THE REQUEST: Please extract every line of text from the material below and repeat each one word for word. Leave the pictures out of your answer.

RECORDS TO PROCESS:
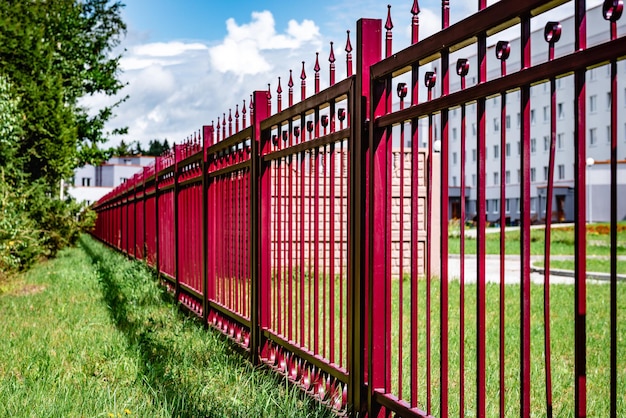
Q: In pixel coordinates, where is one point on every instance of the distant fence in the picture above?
(316, 236)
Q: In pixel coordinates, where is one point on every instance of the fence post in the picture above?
(157, 262)
(145, 198)
(176, 244)
(207, 133)
(369, 52)
(259, 230)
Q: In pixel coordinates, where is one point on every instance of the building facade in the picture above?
(598, 103)
(92, 182)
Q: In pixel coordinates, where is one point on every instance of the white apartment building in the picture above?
(93, 182)
(598, 134)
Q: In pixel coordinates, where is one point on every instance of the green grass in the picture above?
(562, 347)
(596, 265)
(91, 334)
(561, 241)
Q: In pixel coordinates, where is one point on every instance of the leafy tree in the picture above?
(55, 52)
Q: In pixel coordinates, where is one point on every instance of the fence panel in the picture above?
(346, 241)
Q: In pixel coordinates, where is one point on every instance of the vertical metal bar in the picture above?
(481, 365)
(316, 249)
(503, 50)
(444, 217)
(302, 243)
(463, 73)
(332, 256)
(378, 250)
(580, 238)
(430, 79)
(414, 213)
(369, 52)
(525, 226)
(176, 225)
(204, 224)
(613, 227)
(552, 32)
(259, 231)
(402, 92)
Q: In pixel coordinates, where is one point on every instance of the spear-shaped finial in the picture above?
(230, 122)
(251, 107)
(218, 129)
(317, 72)
(290, 85)
(224, 126)
(349, 55)
(389, 35)
(415, 22)
(243, 114)
(303, 84)
(331, 59)
(236, 118)
(279, 98)
(445, 13)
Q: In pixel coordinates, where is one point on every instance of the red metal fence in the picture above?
(318, 236)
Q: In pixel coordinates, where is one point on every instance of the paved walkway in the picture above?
(512, 265)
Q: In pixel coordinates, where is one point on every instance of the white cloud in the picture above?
(246, 49)
(176, 87)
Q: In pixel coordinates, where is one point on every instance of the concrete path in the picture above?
(512, 265)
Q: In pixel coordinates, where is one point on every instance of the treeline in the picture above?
(53, 53)
(155, 148)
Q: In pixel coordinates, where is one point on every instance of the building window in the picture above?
(593, 103)
(593, 136)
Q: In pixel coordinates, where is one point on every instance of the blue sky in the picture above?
(187, 62)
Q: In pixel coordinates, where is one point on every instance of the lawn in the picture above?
(91, 334)
(561, 241)
(562, 348)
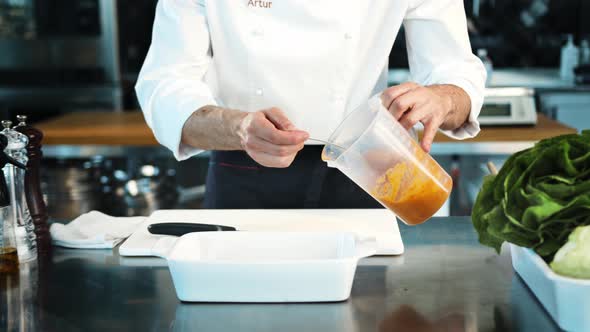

ANSWER FOR THIS EXERCISE:
Q: In pixel coordinates, where is one point on every instance of the distant fence in the picture above?
(316, 236)
Q: In pixel coordinates, where is one point on every instance of the fence post in the picture above?
(157, 262)
(145, 198)
(176, 244)
(207, 133)
(369, 52)
(259, 230)
Q: In pixel coordinates, where is one point on every instance of the building facade in the picture above?
(598, 103)
(92, 182)
Q: In pixel coordinates, where is one point on every instance of the white apartment building in the picture above?
(93, 182)
(598, 134)
Q: In pixel coordinates, where is one point on every instance of the green grass in the picture above?
(562, 347)
(596, 265)
(91, 334)
(561, 241)
Q: In pixel coordinates, where is one point on every instance of the leafy tree in the picture above?
(55, 52)
Q: In pixel coordinates, where is one point on every instance of the fence panel in the picture above?
(346, 241)
Q: In pixel coordinates, where is one point on every instance of the vertical metal bar in the picture above?
(481, 365)
(316, 249)
(503, 50)
(444, 217)
(302, 243)
(463, 73)
(332, 256)
(378, 250)
(580, 238)
(430, 79)
(414, 213)
(369, 52)
(525, 226)
(176, 225)
(204, 224)
(613, 227)
(552, 32)
(259, 231)
(402, 92)
Q: In pixel coordinates, where is one point on every instance of the spear-shaped finial in the picture above?
(230, 122)
(251, 107)
(218, 129)
(317, 72)
(290, 85)
(224, 126)
(349, 55)
(389, 35)
(415, 22)
(243, 114)
(303, 84)
(331, 59)
(236, 118)
(279, 98)
(445, 13)
Q: In pixel coordinates, where is one point on every instance of the red metal fence in the picture above?
(318, 236)
Q: In pixel coordinates, where is one point on every instance of the paved walkway in the picture above?
(512, 265)
Q: In pixel coordinates, where is one point on every instance of the white cloud in the picture above?
(246, 49)
(176, 87)
Q: In pixel coordinates, where is one point on every instance of the concrete path in the picture above?
(512, 265)
Q: In pixel coordinates, where is one point on every instance of the treeline in the picture above?
(53, 53)
(155, 148)
Q: In pixel coordinates, where is one point on every instance of the building window in the picture above?
(593, 103)
(593, 136)
Q: In pixel coordinates, where is one point on every instance of the blue sky in the picture above?
(187, 62)
Q: In pixel coordinates, where is one point on every instance of the lawn in the picture above?
(91, 334)
(561, 241)
(562, 348)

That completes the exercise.